■ Aim of the exercise: Please transcribe the data below in full. Omit any picture you find in it.

Dataset Start Marker

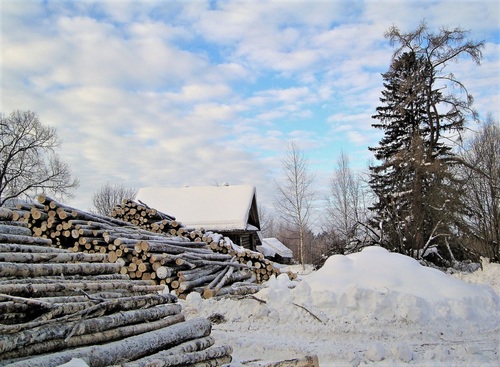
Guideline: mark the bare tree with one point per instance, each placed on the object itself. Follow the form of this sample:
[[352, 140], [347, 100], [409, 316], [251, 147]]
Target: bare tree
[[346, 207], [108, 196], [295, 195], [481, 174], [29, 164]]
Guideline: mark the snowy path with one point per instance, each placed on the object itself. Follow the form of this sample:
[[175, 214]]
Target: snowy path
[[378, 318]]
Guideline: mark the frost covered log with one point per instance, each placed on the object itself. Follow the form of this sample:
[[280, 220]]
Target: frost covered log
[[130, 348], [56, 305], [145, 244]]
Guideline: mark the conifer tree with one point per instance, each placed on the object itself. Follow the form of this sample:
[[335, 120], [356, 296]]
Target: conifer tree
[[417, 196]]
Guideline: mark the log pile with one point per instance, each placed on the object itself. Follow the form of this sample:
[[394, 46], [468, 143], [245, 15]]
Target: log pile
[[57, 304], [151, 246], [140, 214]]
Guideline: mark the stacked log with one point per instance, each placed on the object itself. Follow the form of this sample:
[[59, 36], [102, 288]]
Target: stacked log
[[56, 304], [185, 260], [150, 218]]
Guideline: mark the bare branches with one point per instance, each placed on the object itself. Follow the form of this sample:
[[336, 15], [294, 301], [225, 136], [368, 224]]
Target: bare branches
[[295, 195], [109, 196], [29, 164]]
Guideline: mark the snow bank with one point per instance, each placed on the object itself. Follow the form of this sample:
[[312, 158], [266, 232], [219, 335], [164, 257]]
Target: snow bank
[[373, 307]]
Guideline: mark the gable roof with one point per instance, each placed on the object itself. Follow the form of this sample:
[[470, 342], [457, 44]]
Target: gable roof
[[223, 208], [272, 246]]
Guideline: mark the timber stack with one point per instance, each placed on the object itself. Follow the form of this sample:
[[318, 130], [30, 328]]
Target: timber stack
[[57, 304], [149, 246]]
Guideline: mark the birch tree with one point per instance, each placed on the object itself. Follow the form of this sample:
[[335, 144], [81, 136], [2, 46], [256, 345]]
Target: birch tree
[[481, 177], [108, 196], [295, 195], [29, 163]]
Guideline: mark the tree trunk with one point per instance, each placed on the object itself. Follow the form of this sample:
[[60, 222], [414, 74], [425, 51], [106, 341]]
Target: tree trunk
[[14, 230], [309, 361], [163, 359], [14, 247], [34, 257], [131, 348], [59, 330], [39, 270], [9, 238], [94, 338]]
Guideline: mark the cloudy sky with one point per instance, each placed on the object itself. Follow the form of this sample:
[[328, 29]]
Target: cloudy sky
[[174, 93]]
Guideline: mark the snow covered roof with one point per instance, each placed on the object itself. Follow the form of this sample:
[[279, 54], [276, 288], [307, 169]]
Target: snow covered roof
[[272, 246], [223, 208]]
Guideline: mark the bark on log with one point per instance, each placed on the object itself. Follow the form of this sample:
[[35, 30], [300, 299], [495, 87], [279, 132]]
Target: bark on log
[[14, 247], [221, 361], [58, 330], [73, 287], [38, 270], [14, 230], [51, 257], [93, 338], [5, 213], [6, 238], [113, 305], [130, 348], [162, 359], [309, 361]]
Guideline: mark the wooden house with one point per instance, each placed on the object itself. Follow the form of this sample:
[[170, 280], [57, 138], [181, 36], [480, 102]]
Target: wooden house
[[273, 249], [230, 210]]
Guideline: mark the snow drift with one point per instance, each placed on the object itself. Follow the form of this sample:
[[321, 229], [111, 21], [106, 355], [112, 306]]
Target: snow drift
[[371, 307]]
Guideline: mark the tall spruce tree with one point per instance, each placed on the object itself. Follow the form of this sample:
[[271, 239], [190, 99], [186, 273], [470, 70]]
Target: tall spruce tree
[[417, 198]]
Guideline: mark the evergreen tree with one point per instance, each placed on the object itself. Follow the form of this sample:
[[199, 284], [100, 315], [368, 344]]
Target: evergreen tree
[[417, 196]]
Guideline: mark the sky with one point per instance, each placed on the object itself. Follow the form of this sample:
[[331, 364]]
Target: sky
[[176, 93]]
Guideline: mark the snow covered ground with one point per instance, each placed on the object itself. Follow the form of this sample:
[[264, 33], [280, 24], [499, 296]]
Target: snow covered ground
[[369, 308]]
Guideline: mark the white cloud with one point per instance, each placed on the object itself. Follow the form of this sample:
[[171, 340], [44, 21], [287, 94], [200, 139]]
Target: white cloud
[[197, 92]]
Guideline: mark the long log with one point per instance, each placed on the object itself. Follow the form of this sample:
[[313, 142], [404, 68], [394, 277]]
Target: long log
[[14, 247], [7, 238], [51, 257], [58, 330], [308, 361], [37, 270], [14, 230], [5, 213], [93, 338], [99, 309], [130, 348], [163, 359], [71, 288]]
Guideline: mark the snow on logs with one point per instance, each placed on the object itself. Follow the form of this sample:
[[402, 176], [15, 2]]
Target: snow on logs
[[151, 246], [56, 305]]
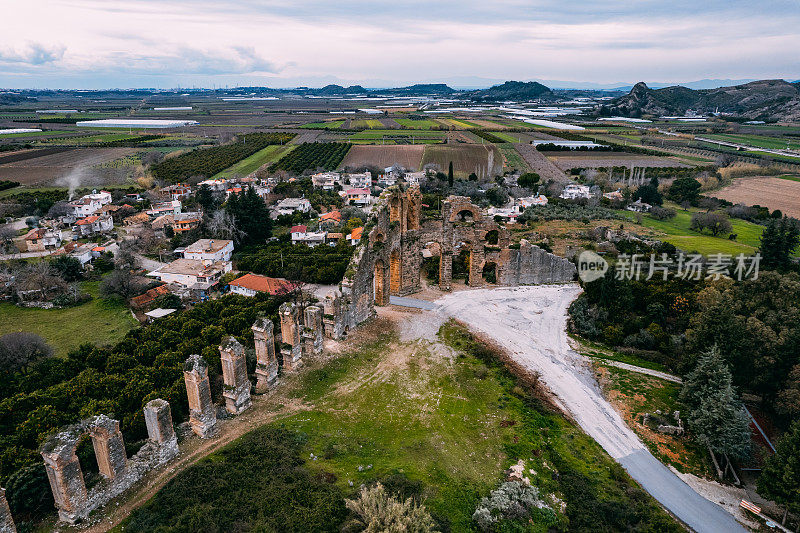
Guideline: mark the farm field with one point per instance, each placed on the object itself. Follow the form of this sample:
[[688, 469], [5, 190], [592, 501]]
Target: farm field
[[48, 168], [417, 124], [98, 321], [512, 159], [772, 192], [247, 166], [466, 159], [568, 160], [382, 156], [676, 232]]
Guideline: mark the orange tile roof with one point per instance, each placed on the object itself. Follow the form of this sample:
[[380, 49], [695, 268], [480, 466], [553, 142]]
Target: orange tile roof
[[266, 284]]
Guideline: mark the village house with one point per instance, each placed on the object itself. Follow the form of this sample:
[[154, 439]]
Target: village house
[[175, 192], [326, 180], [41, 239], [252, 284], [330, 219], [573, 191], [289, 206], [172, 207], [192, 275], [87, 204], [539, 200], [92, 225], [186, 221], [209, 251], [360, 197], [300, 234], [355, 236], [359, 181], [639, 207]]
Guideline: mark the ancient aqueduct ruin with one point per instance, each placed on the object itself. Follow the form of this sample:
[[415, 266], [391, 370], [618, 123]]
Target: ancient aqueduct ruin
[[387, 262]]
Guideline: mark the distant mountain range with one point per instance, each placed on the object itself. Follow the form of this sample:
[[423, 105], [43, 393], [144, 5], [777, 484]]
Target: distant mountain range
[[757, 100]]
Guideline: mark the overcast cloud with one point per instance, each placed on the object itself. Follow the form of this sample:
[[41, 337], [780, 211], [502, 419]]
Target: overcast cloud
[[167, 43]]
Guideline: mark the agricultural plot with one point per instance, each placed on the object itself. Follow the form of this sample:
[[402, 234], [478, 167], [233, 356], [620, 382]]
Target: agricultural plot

Dataset End Marker

■ Task result:
Guideline: mark the bare tree with one point per instance, each placed on the object itself. Follow the form of this sample:
[[352, 140], [347, 100], [409, 316], [251, 147]]
Target: bare tree
[[346, 207], [108, 196], [295, 195], [481, 174], [29, 164]]
Guideline: mark the snowy path with one point per instance, each placed on the object itself. Follow the form of this sample:
[[175, 214]]
Target: snowy path
[[378, 318]]
Guideline: mark the frost covered log with one point per instance, each placed on the object itself. Follow the form of this sample:
[[280, 220]]
Target: frost covered log
[[130, 348], [56, 305], [145, 244]]
Guideline: mark the conifer tree with one point per instance, each placed on the object itself. Follow the form of this sample:
[[335, 120], [356, 296]]
Target: conifer tree
[[417, 196]]
Guideline: mark the log pile with one point per instance, each placed on the object itself. Follow the form of this sample:
[[394, 46], [468, 143], [245, 15]]
Target: log pile
[[57, 304], [151, 246], [140, 214]]
Guideline: mark the stacked log with one point per instance, each placed on the object itself. Follow the form of this sample:
[[59, 36], [102, 288]]
Target: stacked log
[[56, 304], [185, 260], [150, 218]]
Guideline: mark the bare branches with one point per instance, each placed on the object itself. Follow the form of this sample:
[[336, 15], [294, 301], [225, 136], [368, 224]]
Target: bare branches
[[295, 195], [109, 196], [29, 164]]
Guideline: mark the snow bank with one point per instance, each placed on the object itself. Follow the form of this sample:
[[312, 158], [266, 232], [219, 335], [164, 257]]
Target: snow bank
[[373, 307]]
Guideline: mark the gable roof with one point per instance, each placed on the object itself. Follow the form of this sample:
[[470, 342], [457, 44]]
Target: gable roof
[[223, 208], [272, 246]]
Guideline: mark the timber stack with one point per instance, each placed on the object itself. Follow the form of this sample:
[[318, 130], [30, 328]]
Target: timber stack
[[57, 304], [149, 246]]
Guideline: mark the birch tree with one point per instance, each placed on the object itself. Follow the form of this sample:
[[335, 144], [81, 136], [2, 46], [256, 345]]
Target: birch tree
[[481, 177], [108, 196], [295, 195], [29, 163]]
Guideline: mark the tree trunk with one point per instance, each placed on the object itself. Follow the form of this sample:
[[60, 222], [414, 74], [425, 51], [106, 341]]
Target: tree trunk
[[14, 230], [309, 361], [163, 359], [14, 247], [34, 257], [131, 348], [59, 330], [39, 270], [9, 238], [94, 338]]
Guideline: mark the cloudy sky with one point per instance, each placed on the object itself. Follow the form of this sample:
[[328, 29]]
Target: cloudy sky
[[174, 93]]
Guideline: mark the snow covered roof with one point per instance, each placed on the object itself. Follow the form of this sample:
[[279, 54], [276, 288], [307, 169]]
Target: snow covered roof
[[272, 246], [223, 208]]
Guideline: mark the bark on log with one point per instance, each placed on the object itself. Follow the form of this sample:
[[35, 30], [300, 299], [495, 87], [279, 132]]
Target: bark on log
[[14, 247], [221, 361], [58, 330], [73, 287], [38, 270], [14, 230], [51, 257], [93, 338], [5, 213], [6, 238], [113, 305], [130, 348], [162, 359], [309, 361]]
Guideline: mark the wooden house with one point per instance, each placed on the object itself. Follow the form of this sample:
[[170, 280], [57, 138], [181, 36], [480, 102]]
Target: wooden house
[[273, 249], [230, 210]]
Guideline: mark the snow drift with one point per instance, each placed on the object itself. Follow the form of this sample:
[[321, 229], [111, 21], [106, 355], [112, 306]]
Target: snow drift
[[371, 307]]
Guideline: mark the tall spruce tree with one point per instance, each placed on the object itself. Follow the form of this sample:
[[271, 239], [190, 99], [186, 273], [470, 70]]
Target: tall spruce tree
[[417, 198]]
Guideline: mark the evergreen tree with one point per instance, each placed on the object itself. Follow the form of this sample:
[[199, 284], [100, 315], [368, 344]]
Target: evergreen tree
[[417, 196]]
Guideline: mark the sky with one point per instance, each placed on the object itself. Follow the form of this sample:
[[331, 364]]
Target: sky
[[176, 93]]
Guideline: mark the snow covered ground with one point per instance, each placed on the object itself. Follow the form of this sample:
[[264, 33], [280, 24], [499, 296]]
Target: snow covered ground
[[369, 308]]
Guideline: mark the white cloud with one point per instance, each placed on the object itself. Follow the form of this sample:
[[171, 340], [44, 21], [287, 94], [200, 139]]
Target: white cloud
[[197, 92]]
Guideline: mark the long log with one point per instance, each placed on the object itself. Follow the form of this sample:
[[313, 142], [404, 68], [394, 277]]
Target: long log
[[14, 247], [7, 238], [51, 257], [58, 330], [308, 361], [37, 270], [14, 230], [5, 213], [93, 338], [99, 309], [130, 348], [163, 359], [71, 288]]
Guideline: mark the snow on logs with one point per instance, each placed on the object itself. Follow the form of this sample:
[[402, 176], [15, 2]]
Target: snow on logs
[[151, 246], [56, 305]]
Guideline: mark the farm field with one point per instance, each placed on the object itself. Follow the form of this sample:
[[688, 469], [5, 190], [592, 501]]
Target: farm field
[[48, 168], [417, 124], [98, 321], [512, 159], [772, 192], [247, 166], [466, 159], [568, 160], [382, 156], [676, 232]]
Guideline: mark the orange tile roof with one point per instance, each placed on the object itself. Follow the form of this sample:
[[380, 49], [695, 268], [480, 466], [553, 142]]
Target: orange tile roof
[[266, 284]]
Guideline: mark the village house with one point per instance, each placed on the object itself. Follow the form of this sample:
[[154, 439]]
Target: village house
[[175, 192], [326, 180], [41, 239], [252, 284], [330, 219], [573, 191], [289, 206], [172, 207], [192, 275], [87, 204], [539, 200], [92, 225], [186, 221], [209, 251], [360, 197], [300, 234], [355, 236], [359, 181], [639, 207]]
Guideline: mark the ancient aqueduct ruin with one point per instance, each placed on the object itself. Follow the form of this sample:
[[415, 266], [391, 370], [618, 123]]
Target: ancient aqueduct ruin
[[387, 262]]
Guideline: mark the distant mountain range with one point per instance, each placed on the object itself. Follow the form of this sample:
[[423, 105], [43, 393], [144, 5], [777, 484]]
Target: distant mountain range
[[757, 100]]
Guideline: mark the overcast cloud with one point per instance, each placed on the object itself. Follow the form of this sample:
[[41, 337], [780, 211], [502, 419]]
Target: overcast cloud
[[167, 43]]
Guideline: mark the agricultural plot with one point per instance, each placed on the object itself. Follow the form of this sample:
[[402, 234], [478, 167], [233, 356], [620, 382]]
Target: agricultural plot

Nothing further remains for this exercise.